__Task__:
Count the rows below that contain the string "sign", with uppercase and lowercase treated as different, and reply with only that number.

__Supplied data__:
— Begin —
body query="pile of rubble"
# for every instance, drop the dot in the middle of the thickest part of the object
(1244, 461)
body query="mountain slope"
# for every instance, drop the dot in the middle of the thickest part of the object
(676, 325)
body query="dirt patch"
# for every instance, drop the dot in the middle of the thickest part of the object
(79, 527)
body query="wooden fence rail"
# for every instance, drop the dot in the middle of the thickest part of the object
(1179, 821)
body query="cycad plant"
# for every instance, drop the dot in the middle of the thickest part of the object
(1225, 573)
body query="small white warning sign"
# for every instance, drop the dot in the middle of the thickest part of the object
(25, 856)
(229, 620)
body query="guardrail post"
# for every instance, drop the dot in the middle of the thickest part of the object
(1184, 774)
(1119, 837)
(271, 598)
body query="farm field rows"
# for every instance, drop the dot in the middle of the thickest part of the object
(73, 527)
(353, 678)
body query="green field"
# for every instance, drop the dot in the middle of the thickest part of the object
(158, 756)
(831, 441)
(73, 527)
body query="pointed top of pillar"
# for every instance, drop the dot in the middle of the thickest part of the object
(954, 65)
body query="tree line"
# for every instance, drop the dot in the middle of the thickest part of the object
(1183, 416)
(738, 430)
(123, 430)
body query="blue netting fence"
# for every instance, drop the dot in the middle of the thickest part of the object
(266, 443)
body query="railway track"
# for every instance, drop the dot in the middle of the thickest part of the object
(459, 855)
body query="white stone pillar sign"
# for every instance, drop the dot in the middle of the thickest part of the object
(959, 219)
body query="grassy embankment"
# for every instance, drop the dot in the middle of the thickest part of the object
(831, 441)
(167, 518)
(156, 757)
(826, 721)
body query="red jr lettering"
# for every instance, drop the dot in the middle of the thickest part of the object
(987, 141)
— End —
__Reply__:
2